Task requirements → Nothing but the lines from the start of the entries through the line containing "positive clicks: (397, 814)" should appear in the answer, each given exactly.
Top of Supplied records
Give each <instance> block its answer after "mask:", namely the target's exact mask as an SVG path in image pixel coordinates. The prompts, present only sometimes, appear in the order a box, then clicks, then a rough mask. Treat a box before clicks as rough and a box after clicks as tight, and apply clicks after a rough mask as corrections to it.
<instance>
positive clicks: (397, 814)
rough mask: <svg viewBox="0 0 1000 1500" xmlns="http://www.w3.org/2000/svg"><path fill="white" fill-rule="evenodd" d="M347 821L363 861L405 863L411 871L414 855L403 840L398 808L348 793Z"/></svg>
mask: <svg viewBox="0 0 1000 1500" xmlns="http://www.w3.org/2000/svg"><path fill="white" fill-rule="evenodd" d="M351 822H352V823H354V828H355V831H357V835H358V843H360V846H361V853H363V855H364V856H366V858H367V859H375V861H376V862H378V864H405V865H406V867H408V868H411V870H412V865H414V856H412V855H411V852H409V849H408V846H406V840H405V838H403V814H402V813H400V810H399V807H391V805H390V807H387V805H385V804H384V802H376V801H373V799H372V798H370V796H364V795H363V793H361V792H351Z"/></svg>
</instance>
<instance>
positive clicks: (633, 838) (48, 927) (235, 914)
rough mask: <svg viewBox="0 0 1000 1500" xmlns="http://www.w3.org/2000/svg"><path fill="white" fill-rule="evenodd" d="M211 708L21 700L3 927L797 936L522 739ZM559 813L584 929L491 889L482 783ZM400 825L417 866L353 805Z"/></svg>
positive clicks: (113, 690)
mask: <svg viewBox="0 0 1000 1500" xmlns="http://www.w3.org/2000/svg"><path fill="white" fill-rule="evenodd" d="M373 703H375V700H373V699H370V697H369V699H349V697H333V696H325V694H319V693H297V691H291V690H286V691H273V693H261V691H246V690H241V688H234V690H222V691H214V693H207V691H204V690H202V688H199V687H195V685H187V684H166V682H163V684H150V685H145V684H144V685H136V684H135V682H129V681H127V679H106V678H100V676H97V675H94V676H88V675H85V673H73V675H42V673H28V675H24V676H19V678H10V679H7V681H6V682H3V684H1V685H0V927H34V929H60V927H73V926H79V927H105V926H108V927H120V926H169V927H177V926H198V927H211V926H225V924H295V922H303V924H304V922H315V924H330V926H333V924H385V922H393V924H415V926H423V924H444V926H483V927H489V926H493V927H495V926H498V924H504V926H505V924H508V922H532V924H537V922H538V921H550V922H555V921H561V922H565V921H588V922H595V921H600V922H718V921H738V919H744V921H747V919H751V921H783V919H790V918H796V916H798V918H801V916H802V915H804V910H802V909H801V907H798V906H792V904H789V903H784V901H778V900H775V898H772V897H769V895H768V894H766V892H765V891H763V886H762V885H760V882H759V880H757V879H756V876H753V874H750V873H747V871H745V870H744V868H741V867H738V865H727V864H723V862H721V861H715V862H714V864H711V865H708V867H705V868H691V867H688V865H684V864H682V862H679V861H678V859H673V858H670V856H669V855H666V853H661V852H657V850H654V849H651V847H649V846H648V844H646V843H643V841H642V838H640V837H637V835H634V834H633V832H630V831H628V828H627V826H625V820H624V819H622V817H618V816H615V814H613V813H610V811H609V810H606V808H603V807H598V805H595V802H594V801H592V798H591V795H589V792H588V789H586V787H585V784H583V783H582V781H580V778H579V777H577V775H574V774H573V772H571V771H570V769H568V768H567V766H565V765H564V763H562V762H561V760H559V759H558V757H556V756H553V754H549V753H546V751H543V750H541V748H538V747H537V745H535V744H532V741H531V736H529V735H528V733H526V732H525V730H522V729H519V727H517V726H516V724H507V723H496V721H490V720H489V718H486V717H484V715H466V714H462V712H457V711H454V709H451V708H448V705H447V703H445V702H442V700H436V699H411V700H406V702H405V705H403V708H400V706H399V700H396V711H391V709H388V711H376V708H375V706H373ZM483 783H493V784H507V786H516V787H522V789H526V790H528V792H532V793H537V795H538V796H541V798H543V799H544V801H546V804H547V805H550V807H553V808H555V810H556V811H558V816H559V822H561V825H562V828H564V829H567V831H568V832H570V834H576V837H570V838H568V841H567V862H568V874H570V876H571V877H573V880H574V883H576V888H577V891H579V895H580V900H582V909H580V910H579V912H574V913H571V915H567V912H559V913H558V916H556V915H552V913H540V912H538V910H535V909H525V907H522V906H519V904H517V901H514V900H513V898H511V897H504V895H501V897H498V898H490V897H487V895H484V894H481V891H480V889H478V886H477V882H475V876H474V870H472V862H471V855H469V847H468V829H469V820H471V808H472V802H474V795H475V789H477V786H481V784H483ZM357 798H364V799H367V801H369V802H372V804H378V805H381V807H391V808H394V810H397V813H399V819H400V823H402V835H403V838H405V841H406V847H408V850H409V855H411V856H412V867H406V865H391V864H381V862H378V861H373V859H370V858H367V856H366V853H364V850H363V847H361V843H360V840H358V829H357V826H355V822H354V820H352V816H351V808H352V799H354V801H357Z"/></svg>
Bottom of Supplied records
Result of the exercise →
Give each <instance> block its answer after "mask:", namely the target's exact mask as an SVG path in image pixel coordinates. The prompts, present only sometimes, appear in the order a box, then clicks, then a rough mask. Treat a box before clicks as rough and a box after clicks as tight, and apply clicks after a rough mask as corrections to it.
<instance>
positive clicks: (397, 814)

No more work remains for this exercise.